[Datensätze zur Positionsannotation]
◇ ◇ ◇ ◇ ◇ ◇ ◇

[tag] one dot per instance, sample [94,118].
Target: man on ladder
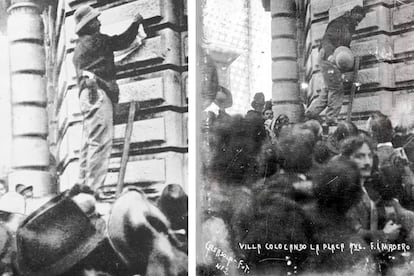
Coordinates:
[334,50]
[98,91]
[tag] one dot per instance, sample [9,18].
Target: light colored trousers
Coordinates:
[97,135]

◇ ◇ ◇ ◇ ◇ ◇ ◇

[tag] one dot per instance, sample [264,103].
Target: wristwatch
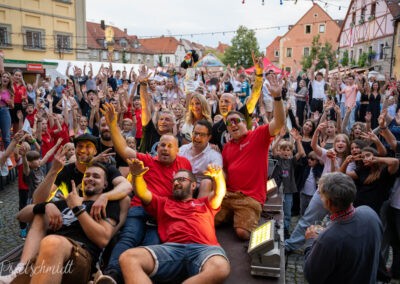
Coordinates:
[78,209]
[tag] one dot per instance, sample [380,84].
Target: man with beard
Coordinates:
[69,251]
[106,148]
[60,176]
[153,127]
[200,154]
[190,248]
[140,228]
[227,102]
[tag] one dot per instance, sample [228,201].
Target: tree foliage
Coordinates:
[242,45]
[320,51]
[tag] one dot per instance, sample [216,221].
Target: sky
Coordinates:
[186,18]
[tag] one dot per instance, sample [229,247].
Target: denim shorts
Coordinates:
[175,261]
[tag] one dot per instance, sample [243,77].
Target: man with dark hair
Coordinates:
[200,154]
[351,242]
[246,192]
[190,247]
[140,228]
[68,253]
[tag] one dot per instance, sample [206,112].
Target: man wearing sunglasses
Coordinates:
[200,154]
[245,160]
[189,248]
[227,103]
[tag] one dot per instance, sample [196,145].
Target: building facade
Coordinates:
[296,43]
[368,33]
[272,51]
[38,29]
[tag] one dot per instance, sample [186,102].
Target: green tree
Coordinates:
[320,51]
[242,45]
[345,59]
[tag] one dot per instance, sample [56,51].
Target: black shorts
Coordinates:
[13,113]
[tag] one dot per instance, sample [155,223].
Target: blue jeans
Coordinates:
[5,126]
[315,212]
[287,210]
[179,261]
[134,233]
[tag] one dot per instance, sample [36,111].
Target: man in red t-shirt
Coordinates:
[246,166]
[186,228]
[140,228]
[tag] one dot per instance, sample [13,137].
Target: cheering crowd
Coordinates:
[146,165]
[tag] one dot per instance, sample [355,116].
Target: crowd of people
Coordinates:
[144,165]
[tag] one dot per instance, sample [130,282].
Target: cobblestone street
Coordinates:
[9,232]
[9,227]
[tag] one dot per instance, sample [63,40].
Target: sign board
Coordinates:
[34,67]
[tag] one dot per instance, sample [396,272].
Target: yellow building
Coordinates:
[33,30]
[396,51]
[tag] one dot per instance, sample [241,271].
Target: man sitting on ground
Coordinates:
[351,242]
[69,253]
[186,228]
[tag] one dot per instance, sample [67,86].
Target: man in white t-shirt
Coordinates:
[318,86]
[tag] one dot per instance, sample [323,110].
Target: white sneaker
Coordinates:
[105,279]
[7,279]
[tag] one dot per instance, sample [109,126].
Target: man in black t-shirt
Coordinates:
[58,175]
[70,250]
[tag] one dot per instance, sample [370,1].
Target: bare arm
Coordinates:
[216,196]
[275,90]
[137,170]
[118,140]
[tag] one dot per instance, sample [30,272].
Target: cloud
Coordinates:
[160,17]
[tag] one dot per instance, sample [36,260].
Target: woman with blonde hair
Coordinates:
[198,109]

◇ ◇ ◇ ◇ ◇ ◇ ◇

**AUFGABE**
Welche Zeilen oben enthalten die Zeichenfolge „shirt“? Filtere genau diese Zeilen heraus, wobei Groß- und Kleinschreibung zu beachten ist.

**LÖSUNG**
Target: man in red t-shirt
Target: man in white t-shirt
Target: man in black t-shirt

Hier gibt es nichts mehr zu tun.